◆ **Page text**:

100% Owner Financing Deal - Chicago Heights

9 Replies

I just sent in a LOI (Letter of intent) on the purchase of a twelve unit apartment building using Owner financing. Basically I will be able to take possession of the property for his cost of commisions and any closing costs related to creation of the mortgage.

I wanted to see what everyone thinks about my strategy. Here are the numbers

Purchase Price: 290,000

interest rate is 8.5% with 5 year bubble payment, 30 year amort.

NOI is 27,868

for a cap of approx. 9.6%.

Cap Ex in the near term I estimate to be around 25000, for basically a new rubber roof and water heaters.

Current owner is retiring and is looking to sell his property for some passive income. But at these numbers I'm getting into the property for basically a thin cash on cash return of 1109.85 for the year. Terrible numbers.

BUT.

◆ **Information shown**:
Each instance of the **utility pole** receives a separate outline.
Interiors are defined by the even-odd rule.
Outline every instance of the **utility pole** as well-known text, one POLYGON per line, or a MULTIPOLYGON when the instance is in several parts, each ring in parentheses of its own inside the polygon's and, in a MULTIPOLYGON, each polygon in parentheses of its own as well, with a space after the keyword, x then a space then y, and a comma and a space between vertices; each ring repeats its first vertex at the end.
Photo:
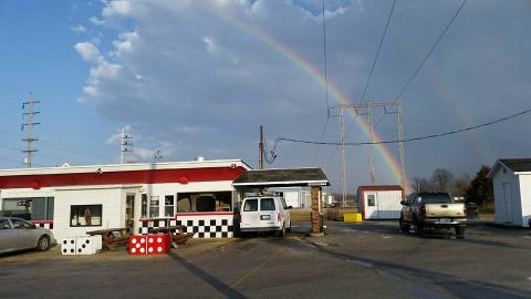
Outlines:
POLYGON ((122 127, 122 137, 121 137, 121 151, 119 151, 119 163, 124 164, 125 154, 133 153, 133 136, 125 133, 125 127, 122 127))
POLYGON ((258 144, 258 168, 263 169, 263 125, 260 125, 260 143, 258 144))
POLYGON ((163 158, 163 153, 160 153, 160 150, 157 150, 155 152, 155 159, 162 159, 163 158))
POLYGON ((367 115, 368 116, 368 140, 369 140, 369 165, 371 165, 371 184, 374 185, 376 183, 376 175, 374 169, 374 154, 373 154, 373 144, 374 143, 374 127, 373 127, 373 107, 383 107, 385 114, 397 114, 397 125, 398 125, 398 152, 399 152, 399 161, 400 161, 400 186, 404 190, 406 190, 406 169, 404 163, 404 125, 403 125, 403 110, 402 103, 399 101, 373 101, 360 104, 352 104, 347 105, 354 107, 356 115, 367 115), (396 109, 396 111, 389 109, 396 109), (360 110, 366 110, 367 112, 363 113, 360 110))
POLYGON ((24 127, 27 127, 28 131, 28 136, 22 140, 25 142, 25 150, 22 151, 22 153, 25 153, 25 167, 31 168, 33 164, 33 153, 37 152, 35 148, 33 148, 33 142, 38 141, 38 138, 33 137, 33 126, 38 125, 40 123, 34 123, 33 122, 33 116, 35 114, 39 114, 41 112, 34 111, 33 105, 41 103, 41 101, 34 101, 33 100, 33 93, 30 92, 28 96, 28 101, 22 103, 22 111, 25 111, 28 109, 28 112, 22 112, 22 131, 24 131, 24 127), (27 121, 27 123, 24 123, 27 121))
POLYGON ((345 106, 340 105, 333 109, 339 109, 339 114, 330 114, 340 118, 340 159, 341 159, 341 189, 342 189, 342 205, 346 206, 346 159, 345 159, 345 106))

◆ **What this exercise asks**:
1. What interest rate does the owner financing post give for the loan?
2. List every dollar amount that appears in the owner financing post.
3. Please continue the owner financing post from its final word, "BUT."

◆ **Task results**:
1. 8.5%

2. 290,000; 27,868; 25000; 1109.85

3.
Rents are below market by about 100 bucks each unit. All the tenants are at will. So my intention is to immediately raise rents for a quick return of 1200 a month after Debt service. Then I plan on spending approximately 10000, to submeter both gas and water and pass this expense on to the tenant. This will reduce my annual Operating expenses by approximately 11000 per year.

Changing my NOI to approximately 48400.

At the same cap rate as what I bought it the value of the property will increase to $504167, a net increase of approximately 504167 - (290000+25000capex+10000submeter) = 179167 in less than one years time.


In addition to this, Since my loan to value is 290,000/504167 = 57%, I plan to cash out refinance to recoup my cap ex and submetering investment and reduce my monthly payment in 6-12 months to the market rate of approximate 5.5% for additional cashflow.

I think this looks like a great deal since I have low front end cost and barrier to entry.

What do you guys think?

Samson,

How old is the building? How is the house heated? If it's through water boiler - submetering it might cost more than what you think or it might not even be possible to submeter it. Make your contract contingent to you being able to submeter the utilities at a cost of $10K or less.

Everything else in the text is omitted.